> [EXERCISE GOAL]:
Copy all of the following lines word for word.

(Object position label entries)
# # #

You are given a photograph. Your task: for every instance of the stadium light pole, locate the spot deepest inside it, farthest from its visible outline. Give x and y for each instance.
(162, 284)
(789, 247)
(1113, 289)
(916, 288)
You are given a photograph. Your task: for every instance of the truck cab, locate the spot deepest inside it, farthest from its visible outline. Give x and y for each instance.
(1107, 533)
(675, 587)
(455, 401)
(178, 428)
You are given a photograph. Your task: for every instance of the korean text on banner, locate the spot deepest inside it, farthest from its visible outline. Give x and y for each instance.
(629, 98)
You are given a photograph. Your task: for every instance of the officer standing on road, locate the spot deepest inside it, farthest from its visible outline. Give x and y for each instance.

# # #

> [TASK OUTPUT]:
You are given a photograph. Your task: for every instance of the stadium light pole, locate the spot deepest inside it, farthest from its visible outline. Give x and y for each instance.
(162, 284)
(789, 247)
(1113, 289)
(916, 288)
You are given a photograph. Your task: for every instance of the truck cab, locate the spot deepest inside it, farthest from its visible outline. Give x and y for each instance.
(1107, 533)
(675, 587)
(455, 401)
(178, 428)
You are given a photograph. Your task: for every instance of the korean text on banner, locate the spot deepest inside it, farthest from its visible outline. Give x and y for each instance.
(629, 98)
You are given a photograph. Your task: for every instance of the officer standing on road, locate the spot deepest inside it, farthest from its visible outline. Give x and y for each instance.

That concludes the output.